**TEXT SECTION:**
'''

1

How to merge all csv files in a specific folder using os.

So the code bellow does the work but it concat all the files in the same directory where the script lives.

How do utilized it in different folders?

My code:

import os
import pandas as pd
import numpy as np



def get_df():
    df=pd.DataFrame()
    for file in os.listdir():
        if file.endswith('.csv'):
            aux=pd.read_csv(file, error_bad_lines=False)
            df=df.append(aux)
    return df


df=get_df()


df.to_csv(f"file_name.csv")

I have tried adding folder name, but doesn't find the files.

'''

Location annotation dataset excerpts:
'''

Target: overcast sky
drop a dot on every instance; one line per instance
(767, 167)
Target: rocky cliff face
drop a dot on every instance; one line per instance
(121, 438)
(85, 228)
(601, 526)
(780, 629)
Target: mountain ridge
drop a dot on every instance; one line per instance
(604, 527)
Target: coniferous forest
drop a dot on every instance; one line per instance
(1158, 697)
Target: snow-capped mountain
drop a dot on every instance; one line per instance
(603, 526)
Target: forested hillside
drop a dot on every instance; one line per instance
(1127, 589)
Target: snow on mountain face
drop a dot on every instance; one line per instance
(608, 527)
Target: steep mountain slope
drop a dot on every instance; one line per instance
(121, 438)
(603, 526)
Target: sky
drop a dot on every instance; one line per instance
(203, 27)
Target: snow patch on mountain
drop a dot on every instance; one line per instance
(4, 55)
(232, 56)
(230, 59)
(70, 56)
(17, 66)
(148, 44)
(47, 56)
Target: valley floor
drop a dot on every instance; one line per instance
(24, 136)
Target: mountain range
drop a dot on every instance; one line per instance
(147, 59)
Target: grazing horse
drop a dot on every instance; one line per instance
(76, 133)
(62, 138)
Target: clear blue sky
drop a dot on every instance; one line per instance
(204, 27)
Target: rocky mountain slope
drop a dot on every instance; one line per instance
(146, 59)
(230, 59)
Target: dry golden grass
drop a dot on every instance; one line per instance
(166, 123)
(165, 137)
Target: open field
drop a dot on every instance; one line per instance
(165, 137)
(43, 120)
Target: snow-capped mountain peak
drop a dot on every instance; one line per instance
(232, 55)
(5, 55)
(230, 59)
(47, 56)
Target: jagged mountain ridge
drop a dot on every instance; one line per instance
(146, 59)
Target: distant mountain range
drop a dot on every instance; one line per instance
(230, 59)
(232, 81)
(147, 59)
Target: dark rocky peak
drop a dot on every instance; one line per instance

'''

**DIRECTIVES:**
**A)** In the forum post about merging CSV files, what happened when the author tried adding a folder name?
**B)** Name every library that the code in the forum post about merging CSV files imports.
**C)** Output the part of the forum post about merging CSV files from "for file in" up to and including "find the files.".

**ANSWERS PROVIDED:**
**A)** It didn't find the files.

**B)** os, pandas (as pd), numpy (as np)

**C)**
for file in os.listdir():
        if file.endswith('.csv'):
            aux=pd.read_csv(file, error_bad_lines=False)
            df=df.append(aux)
    return df


df=get_df()


df.to_csv(f"file_name.csv")

I have tried adding folder name, but doesn't find the files.